Document extract
++++++++

Riddle v. Etling

This is an action to foreclose a chattel mortgage given by defendant to plaintiff on a crop of barley and an automobile to secure the payment of a promissory note for $1,000. Plaintiff was given judgment for $300 and interest and also the sum of $100 as attorney fees, and the automobile was ordered sold to satisfy the judgment. The defendant has appealed. The court found:

"That the crop of barley . . . was sold by the defendant for the sum of $1,922.35, and defendant paid to plaintiff the sum of $1,722.35 from the proceeds of said sale.

"That at the time said plaintiff received said sum defendant was owing plaintiff, and there was due and payable from defendant to plaintiff, in addition to the amount due on the promissory note set forth in said complaint, the sum of $1,113, which said sum represents money borrowed from said plaintiff by defendant, money paid by plaintiff for defendant at his request and wages due plaintiff from the defendant.

"That at the time said defendant paid the plaintiff the sum of $1,722.35, plaintiff and defendant had no accounting between themselves, and neither of them knew to a certainty how the account stood.

"That from said sum of $1,722.35, plaintiff immediately on receipt of the same applied the sum of $735 to the payment of the amount due on said note, $700 of which was applied in payment on the principal thereof, and $35 thereof was applied by her to the payment of interest accrued on said note to the 27th day of August, 1924, and she applied the balance thereof, the sum of $987.35, on the amount due her from the defendant in addition to the amount represented by the promissory note, to-wit: the sum of $1,113. *Page 462

"Defendant, at no time prior to the time she made application of said money as above set forth directed plaintiff to apply all of the said sum of $1,722.35, or any part thereof, to the payment of said note or interest thereon. . . . The said sum was given to plaintiff in two installments. The payment or installment of $501 on the 12th day of August, 1924, and the other installment of $1,221.35 on the 18th of August, 1924.

"That there is now due and unpaid from the defendant to plaintiff on account of the principal of the promissory note set forth in the complaint herein, the full sum of $300, together with interest thereon from the 27th day of August, 1924, at the rate of seven per cent per annum. And also the sum of $1,256.65 as balance due on unsecured indebtedness of defendant to plaintiff, which said sum of $1,256.65 the plaintiff waives."

++++++++

Some items:
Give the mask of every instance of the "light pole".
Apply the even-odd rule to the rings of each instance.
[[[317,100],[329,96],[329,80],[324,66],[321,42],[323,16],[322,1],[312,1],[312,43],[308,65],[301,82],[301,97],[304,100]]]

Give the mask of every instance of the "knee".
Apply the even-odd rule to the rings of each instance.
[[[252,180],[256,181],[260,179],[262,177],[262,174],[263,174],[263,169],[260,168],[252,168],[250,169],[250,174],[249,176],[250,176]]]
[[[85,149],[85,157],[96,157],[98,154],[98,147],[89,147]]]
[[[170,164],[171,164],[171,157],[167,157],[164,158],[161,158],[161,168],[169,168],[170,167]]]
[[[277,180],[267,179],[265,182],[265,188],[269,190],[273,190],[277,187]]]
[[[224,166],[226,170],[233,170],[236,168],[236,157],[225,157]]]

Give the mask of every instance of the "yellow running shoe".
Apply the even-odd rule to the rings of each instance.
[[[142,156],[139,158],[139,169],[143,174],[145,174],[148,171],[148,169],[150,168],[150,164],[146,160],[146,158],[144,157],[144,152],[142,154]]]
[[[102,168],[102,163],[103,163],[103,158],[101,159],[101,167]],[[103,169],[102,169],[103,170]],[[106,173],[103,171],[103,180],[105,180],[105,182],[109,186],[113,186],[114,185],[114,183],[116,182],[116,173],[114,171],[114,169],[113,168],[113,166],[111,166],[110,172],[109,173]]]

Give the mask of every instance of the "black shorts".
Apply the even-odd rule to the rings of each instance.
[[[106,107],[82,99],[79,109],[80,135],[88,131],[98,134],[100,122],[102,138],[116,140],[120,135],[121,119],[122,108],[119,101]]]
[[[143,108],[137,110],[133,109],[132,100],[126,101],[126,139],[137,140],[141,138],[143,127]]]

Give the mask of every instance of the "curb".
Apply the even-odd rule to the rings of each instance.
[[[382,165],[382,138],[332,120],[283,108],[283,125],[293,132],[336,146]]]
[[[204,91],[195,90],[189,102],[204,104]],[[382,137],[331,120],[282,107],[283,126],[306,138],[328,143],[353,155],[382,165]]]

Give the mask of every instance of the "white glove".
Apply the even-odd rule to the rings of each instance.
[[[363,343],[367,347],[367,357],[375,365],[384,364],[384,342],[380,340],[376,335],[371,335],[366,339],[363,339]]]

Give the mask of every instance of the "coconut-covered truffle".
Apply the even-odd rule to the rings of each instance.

++++++++

Request 1
Sum up the Riddle v. Etling excerpt in two sentences.
Request 2
Please write out the part of the Riddle v. Etling excerpt from "This is an action" up to and including "of said sale.".
Request 3
According to the Riddle v. Etling excerpt, at what rate does interest run on the $300 still owed on the note?
These items have no connection to the text.

Problem solution 1
The plaintiff sued to foreclose a chattel mortgage on a barley crop and an automobile that secured a $1,000 promissory note, and won a judgment for $300 with interest plus $100 in attorney fees, with the automobile ordered sold; the defendant appealed. The court found that the defendant paid $1,722.35 from the barley sale without directing how it should be applied, and the plaintiff put $735 toward the note and the rest toward other money the defendant owed her.

Problem solution 2
This is an action to foreclose a chattel mortgage given by defendant to plaintiff on a crop of barley and an automobile to secure the payment of a promissory note for $1,000. Plaintiff was given judgment for $300 and interest and also the sum of $100 as attorney fees, and the automobile was ordered sold to satisfy the judgment. The defendant has appealed. The court found:

"That the crop of barley . . . was sold by the defendant for the sum of $1,922.35, and defendant paid to plaintiff the sum of $1,722.35 from the proceeds of said sale.

Problem solution 3
Seven percent per year.